[Alıştırma]: İnsan sûretinin Hakk’ın sıfatlarına pencere oluşunu anlatan metni, son cümlesinden sonra aynı üslupla sürdürün.

Ve bu kesîf taayyünün gerekleri olan hayvânî sıfatların ortaya çıkmasına muhâlefet ederek mücâhede ağırlığını üzerine al! Ve tahkîk ehlinin kadîm ilimden aldıkları kelâma muhâlefet etmekten vazgeçip muvâfakat ve müsâade tâcını başına koy! Ve hitâb mahalli olan zâhir lisâna bakıştan fikrini çevirip sözün aslî çıkış yerine bak, Hakk’ı bulursun. Çünkü insânî sûret yukarıda îzâh edildiği üzere mâdenden ibâret olan maddesel zerrelerin bir arada toplanmasından oluşan bir terkîbdir ki, onda mevcût olan göz, kulak, dil vb. Hakk’ın sem‘, basar ve kelâm gibi sıfâtının açığa çıkması için konulmuş pencerelerdir. Ve bu ilâhî bilgiyi kendine düstûr edinip dinleyen kimseye baktığın zaman, onu dinleyen ve dinlettiren ve hitâb eden ve hitâb edilen bulursun. Nitekim güneş bir olduğu halde muhtelif pencerelerden, o pencerelerin şekillerine ve büyüklüğüne göre ışığı geçer. Pencerelerin çokluğu güneşin çok olmasını gerektirmez. Şimdi Hak söyleyen ve dinleyen olduğu vakit, sen her ne kadar maddesel sûretin itibariyle mevcût isen de, hakîkatte bu sıfatlar, o maddesel sonuk sûretin olmadığından, sen yok hükmündesin. Söylemeyi ve dinlemeyi kendine bağlaman vehminden doğmaktadır. Ne zamanki Hakk’ın bu sıfatlarının, senin bu maddesel sûretine yansıması ölüm ile senden kesilir ve duyu pencereleri kapanır; kendine bağladığın bu sıfatların senin olmadığı ve bu husûstaki da’vânın vehimden olduğu fiilen ortaya çıkar. Nitekim senin kırk yaşında olduğunu farz ettiğimiz vakit, kırk sene evvel ortada yok idin. Ve ömrünü yetmiş sene farz ettiğimizde ondan sonra yine yok olursun. Ve bu iki yokluk hâli içinde “hayat” dediğimiz sıfat senin olmayıp Hakk’ın olduğu için, her ne kadar hâzır görünmekte isen de, hakîkatte yine yoksun. İşte (Sav) Efendimiz Rabb’i azze ve celle hazretlerinden haber verip: “Kul ben onu sevinceye kadar nâfileler ile bana yaklaşmaktan ayrılmaz. Ne zaman Ben onu severim, onun işitmesi ve görmesi olurum” sözünde işâret bu-yururlar.

[Sağlanan Malzeme]:

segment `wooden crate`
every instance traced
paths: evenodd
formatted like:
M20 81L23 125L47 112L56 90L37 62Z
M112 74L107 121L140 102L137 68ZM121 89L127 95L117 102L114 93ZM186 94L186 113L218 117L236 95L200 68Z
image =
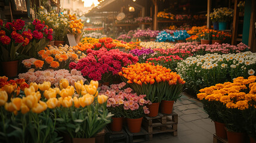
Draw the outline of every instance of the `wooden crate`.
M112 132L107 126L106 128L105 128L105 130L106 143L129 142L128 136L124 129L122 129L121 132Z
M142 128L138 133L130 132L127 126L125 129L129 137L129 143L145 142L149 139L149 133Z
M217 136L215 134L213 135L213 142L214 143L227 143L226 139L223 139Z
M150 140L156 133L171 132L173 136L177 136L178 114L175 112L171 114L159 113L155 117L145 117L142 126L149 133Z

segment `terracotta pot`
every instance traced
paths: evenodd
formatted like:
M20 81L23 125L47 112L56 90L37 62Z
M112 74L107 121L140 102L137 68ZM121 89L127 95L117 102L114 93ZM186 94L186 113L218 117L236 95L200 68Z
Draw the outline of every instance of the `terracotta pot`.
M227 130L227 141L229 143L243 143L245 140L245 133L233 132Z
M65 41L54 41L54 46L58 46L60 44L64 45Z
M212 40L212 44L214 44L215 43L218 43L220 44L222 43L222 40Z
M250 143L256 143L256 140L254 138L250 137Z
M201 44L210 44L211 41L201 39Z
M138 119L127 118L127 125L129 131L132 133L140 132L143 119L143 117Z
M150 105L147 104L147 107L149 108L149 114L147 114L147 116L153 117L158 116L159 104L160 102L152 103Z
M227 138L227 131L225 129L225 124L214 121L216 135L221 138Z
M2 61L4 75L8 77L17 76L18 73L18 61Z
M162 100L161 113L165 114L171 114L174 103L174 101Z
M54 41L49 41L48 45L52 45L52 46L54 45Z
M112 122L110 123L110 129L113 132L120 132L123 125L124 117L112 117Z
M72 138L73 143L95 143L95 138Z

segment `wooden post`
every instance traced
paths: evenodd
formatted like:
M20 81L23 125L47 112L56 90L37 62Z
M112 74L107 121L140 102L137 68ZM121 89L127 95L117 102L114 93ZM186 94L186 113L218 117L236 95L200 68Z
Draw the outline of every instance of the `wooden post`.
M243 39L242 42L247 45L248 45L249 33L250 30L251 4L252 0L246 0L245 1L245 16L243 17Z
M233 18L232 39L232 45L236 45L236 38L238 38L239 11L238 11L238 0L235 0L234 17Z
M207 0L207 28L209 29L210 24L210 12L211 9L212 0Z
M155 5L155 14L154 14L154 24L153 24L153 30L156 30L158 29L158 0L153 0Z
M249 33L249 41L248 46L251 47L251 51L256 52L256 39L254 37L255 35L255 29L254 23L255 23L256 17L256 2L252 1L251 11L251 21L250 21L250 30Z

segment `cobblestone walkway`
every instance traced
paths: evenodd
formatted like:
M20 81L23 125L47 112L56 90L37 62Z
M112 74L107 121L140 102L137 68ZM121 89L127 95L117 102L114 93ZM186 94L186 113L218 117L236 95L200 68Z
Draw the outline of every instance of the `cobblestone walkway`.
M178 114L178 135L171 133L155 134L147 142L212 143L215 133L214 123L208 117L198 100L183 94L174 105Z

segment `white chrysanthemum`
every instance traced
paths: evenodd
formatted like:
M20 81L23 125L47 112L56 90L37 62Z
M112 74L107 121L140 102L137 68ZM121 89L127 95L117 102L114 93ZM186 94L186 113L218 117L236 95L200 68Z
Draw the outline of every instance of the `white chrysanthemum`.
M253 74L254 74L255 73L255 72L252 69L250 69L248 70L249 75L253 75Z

--

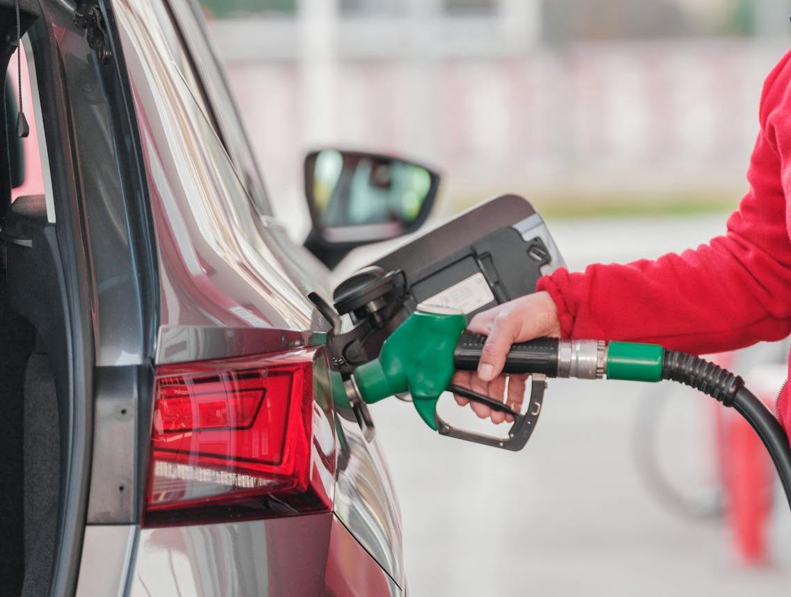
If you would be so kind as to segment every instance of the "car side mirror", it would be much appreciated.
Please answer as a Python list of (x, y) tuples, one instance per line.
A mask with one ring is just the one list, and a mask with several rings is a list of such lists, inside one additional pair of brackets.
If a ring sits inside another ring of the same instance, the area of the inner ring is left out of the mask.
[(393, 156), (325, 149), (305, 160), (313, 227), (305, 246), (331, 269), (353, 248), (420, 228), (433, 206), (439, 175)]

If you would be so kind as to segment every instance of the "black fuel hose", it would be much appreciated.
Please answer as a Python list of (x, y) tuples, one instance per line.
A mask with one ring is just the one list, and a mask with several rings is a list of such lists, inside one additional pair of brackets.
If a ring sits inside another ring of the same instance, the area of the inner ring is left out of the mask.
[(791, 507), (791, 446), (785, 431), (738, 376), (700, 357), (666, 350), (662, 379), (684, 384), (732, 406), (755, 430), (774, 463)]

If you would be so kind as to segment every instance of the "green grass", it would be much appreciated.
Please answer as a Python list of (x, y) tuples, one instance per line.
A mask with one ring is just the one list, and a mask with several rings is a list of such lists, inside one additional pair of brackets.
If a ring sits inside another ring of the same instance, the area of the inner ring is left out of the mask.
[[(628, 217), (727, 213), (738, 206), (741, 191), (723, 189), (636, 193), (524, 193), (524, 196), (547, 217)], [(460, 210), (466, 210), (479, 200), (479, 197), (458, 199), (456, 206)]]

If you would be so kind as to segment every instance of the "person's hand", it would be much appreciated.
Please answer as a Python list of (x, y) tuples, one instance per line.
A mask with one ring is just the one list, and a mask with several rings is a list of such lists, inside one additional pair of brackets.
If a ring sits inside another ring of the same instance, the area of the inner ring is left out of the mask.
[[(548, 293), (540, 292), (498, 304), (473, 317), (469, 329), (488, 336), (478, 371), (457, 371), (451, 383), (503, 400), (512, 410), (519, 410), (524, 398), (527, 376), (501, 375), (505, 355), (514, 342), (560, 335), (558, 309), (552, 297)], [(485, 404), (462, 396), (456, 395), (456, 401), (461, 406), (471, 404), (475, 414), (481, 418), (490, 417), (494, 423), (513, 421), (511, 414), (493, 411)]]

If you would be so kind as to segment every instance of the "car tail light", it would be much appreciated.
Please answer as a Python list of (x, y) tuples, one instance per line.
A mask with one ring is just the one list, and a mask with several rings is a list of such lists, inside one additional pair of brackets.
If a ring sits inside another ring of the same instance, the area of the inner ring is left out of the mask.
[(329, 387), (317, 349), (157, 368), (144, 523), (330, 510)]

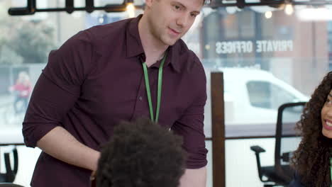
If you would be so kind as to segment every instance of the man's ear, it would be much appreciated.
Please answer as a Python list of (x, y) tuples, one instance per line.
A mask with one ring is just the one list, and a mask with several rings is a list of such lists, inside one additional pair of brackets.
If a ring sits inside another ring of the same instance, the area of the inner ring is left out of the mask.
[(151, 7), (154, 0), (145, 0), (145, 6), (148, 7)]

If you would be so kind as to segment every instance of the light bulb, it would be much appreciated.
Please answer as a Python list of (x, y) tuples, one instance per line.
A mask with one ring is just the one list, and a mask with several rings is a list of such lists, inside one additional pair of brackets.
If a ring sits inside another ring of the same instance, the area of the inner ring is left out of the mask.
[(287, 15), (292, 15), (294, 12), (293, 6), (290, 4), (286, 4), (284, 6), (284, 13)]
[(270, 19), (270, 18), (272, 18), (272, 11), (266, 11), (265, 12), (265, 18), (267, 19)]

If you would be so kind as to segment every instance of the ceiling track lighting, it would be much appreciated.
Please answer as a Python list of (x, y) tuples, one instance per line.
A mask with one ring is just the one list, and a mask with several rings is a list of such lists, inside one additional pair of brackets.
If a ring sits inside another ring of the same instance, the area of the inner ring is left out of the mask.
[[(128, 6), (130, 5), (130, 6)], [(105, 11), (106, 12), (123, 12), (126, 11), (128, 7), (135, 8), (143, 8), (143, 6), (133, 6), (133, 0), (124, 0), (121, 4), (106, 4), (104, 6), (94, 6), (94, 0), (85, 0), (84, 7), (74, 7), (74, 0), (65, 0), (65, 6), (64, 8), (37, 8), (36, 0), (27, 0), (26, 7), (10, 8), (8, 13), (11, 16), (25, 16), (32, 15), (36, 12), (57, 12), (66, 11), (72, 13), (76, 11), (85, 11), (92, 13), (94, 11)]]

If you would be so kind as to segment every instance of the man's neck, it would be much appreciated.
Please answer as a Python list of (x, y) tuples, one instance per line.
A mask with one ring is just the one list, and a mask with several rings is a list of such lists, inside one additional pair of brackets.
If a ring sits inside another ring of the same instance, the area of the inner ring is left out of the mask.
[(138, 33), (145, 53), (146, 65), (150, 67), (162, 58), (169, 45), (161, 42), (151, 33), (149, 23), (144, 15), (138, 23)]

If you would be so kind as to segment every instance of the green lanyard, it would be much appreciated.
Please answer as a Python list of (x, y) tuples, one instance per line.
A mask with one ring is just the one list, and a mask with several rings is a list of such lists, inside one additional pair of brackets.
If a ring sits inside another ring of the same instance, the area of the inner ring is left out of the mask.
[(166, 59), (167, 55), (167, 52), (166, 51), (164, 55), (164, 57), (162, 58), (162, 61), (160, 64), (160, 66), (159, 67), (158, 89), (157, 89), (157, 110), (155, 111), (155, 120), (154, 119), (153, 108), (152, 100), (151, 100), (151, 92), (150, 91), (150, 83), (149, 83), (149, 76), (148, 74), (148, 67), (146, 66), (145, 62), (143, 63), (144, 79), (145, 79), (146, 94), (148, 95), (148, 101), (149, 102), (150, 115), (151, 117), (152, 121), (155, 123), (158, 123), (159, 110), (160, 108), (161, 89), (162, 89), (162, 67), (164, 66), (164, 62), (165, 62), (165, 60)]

[Sonuç]:
Bilinsin ki, yukarıdaki îzâhlara bakarak Hak Teâlâ hazretleri hakîkatte bütün kullarının işitmesi ve görmesi ve lisânıdır. Fakat kullarının çoğu bu sıfatları vehmî vücûtlarına bağlayıp bu hakîkatten habersizdirler. Bundan dolayı onların kendi zanlarınca Hak, kendilerinin işitmesi ve görmesi ve lisânı değildir. Bu vehmin onlardan kalkması ve hâlin hakîkatine vâkıf olmaları, ancak nebîlere ve onların getirdikleri hükümlere tamâmıyle tâbi’ olarak nefsânî sıfatlarının örtünmesiyle mümkündür. Ve bu hâl ilâhî ezelî muhabbetin onlar hakkında tecellîsi sebebiyle onların da Hakk’a muhabbetleriyle meydana gelir. Nitekim Hak Teâlâ “yuhıbbühüm ve yuhıbbûnehû” ya’nî “(Allah) onları sever, onlar da O’nu se-verler” (Mâide, 5/54) buyurur.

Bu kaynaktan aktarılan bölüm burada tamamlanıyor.